TASK OBJECTIVE:
In the data that follows, find each line containing "point" and copy it.

TASK INPUTS:
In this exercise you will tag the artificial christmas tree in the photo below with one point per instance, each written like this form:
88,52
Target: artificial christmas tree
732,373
==
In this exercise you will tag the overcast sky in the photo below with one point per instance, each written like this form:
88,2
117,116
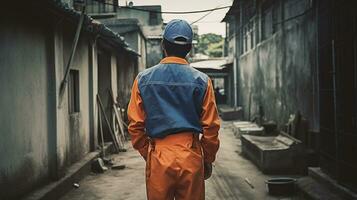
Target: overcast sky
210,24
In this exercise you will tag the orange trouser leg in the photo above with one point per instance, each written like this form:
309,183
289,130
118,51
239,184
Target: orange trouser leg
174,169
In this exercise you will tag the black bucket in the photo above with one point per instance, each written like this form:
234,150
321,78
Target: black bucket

SOLUTION TO THIS PROBLEM:
In this exercise you will tag the artificial christmas tree in the photo below with one point per instance, each written like this form:
In this exercise you will tag the overcast sky in the photo below with one point per instance, each written like this form:
In this exercise you will tag the orange trouser leg in the photo above with one point per instance, each written like this form:
In this exercise you will tag the black bucket in the photo above with one point per instance, each written like this form:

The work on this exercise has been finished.